▶ [Material supplied]
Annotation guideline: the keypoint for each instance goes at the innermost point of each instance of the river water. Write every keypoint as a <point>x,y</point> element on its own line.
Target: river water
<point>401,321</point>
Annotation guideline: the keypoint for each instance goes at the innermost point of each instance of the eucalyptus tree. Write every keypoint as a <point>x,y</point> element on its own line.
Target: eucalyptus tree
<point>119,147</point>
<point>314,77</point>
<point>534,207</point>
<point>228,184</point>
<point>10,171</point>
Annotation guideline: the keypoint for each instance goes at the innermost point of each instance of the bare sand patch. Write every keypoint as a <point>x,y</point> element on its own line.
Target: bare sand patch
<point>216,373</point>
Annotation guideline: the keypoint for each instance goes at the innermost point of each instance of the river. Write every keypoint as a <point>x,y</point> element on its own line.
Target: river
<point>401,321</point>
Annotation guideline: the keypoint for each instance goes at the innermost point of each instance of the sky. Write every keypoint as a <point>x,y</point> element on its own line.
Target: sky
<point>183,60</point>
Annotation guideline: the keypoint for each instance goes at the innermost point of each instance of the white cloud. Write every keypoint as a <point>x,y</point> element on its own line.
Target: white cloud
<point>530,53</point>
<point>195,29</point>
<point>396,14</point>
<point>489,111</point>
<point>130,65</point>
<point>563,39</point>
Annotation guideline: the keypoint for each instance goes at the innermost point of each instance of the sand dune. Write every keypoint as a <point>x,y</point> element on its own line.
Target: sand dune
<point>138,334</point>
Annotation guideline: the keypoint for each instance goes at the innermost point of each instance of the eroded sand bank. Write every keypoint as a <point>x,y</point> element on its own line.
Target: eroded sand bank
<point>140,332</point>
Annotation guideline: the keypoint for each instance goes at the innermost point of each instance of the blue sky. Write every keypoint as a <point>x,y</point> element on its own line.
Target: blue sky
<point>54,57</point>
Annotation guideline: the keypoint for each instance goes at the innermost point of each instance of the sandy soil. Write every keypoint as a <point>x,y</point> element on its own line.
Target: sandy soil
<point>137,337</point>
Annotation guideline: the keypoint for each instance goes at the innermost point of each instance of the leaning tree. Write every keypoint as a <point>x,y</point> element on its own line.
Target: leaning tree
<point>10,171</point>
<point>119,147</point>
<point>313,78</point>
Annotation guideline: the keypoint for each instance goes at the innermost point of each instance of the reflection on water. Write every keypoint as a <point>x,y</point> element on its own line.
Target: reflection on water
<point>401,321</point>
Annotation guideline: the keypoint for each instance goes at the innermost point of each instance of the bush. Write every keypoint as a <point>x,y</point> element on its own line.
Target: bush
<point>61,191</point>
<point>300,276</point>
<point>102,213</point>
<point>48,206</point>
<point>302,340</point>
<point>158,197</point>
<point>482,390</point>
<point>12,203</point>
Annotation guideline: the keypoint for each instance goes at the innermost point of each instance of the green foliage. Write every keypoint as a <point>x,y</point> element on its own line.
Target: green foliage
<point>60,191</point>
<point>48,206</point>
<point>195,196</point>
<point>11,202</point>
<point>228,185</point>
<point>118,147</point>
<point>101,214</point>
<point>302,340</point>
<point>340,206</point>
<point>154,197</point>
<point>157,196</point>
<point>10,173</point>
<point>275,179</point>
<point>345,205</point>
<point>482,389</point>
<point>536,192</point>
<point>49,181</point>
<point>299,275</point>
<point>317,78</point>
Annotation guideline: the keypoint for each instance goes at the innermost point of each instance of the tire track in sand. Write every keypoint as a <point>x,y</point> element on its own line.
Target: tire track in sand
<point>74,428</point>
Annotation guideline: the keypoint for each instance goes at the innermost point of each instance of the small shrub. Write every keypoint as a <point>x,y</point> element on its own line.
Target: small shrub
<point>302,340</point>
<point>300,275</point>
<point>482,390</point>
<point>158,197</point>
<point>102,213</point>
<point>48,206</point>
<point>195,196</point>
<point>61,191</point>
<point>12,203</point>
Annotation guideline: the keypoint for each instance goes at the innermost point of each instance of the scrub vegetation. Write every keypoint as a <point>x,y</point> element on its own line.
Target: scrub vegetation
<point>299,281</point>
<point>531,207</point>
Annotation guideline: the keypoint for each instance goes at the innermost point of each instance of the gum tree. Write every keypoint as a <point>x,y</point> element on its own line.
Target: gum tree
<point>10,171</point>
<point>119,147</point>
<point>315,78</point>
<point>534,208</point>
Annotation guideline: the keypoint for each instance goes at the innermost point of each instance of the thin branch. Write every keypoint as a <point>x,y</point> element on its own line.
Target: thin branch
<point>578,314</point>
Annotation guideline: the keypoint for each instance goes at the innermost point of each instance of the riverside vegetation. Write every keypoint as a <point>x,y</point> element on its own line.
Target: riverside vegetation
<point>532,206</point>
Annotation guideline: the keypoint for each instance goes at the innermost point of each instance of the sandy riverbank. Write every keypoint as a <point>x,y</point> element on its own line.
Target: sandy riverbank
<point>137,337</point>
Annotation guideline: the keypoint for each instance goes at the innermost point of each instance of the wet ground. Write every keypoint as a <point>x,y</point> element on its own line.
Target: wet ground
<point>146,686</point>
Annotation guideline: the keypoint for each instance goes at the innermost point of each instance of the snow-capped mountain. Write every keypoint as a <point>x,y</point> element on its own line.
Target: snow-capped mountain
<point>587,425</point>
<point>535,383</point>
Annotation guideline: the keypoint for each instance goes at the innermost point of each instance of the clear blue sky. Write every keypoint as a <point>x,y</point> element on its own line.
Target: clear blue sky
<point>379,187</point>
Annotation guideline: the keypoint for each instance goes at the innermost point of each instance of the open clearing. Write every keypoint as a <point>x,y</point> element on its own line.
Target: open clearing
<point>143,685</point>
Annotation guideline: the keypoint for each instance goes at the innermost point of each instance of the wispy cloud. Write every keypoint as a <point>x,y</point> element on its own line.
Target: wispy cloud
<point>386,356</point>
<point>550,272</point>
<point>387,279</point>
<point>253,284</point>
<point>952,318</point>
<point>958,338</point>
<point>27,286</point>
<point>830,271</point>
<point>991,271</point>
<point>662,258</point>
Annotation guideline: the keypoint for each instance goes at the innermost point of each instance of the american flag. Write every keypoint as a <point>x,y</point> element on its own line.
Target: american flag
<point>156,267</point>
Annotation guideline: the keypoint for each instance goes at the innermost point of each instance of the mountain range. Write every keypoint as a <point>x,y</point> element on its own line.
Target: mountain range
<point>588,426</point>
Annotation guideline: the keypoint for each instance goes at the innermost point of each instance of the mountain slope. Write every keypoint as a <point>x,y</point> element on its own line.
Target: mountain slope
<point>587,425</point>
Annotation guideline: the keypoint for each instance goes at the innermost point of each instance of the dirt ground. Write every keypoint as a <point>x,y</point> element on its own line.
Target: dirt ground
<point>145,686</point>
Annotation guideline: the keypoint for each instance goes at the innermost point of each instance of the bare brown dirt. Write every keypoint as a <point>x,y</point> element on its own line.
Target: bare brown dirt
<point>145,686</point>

▶ [What is required] Write out exactly the lines of the entries above that run from the line containing "the mountain range." through the last line, including both.

▶ [Response]
Annotation guideline: the keypoint for each instance goes at the innermost point of each instance of the mountain range. Write every keypoint as a <point>x,y</point> element on its own line.
Target: mountain range
<point>588,426</point>
Annotation guideline: the keypoint for each instance goes at the innermost point of each instance of the mountain slope. Write every keypoint as a <point>x,y</point> element on its own line.
Target: mountain slope
<point>587,425</point>
Annotation guideline: the keypoint for each instance goes at the innermost point of each instance of the dirt ground. Write every keypoint as a <point>x,y</point> element on its own line.
Target: dirt ground
<point>145,686</point>
Annotation guideline: the keypoint for each instance goes at the innermost point of each instance of the bare brown dirt. Write every keypoint as a <point>x,y</point> element on its own line.
Target: bare brown dirt
<point>145,686</point>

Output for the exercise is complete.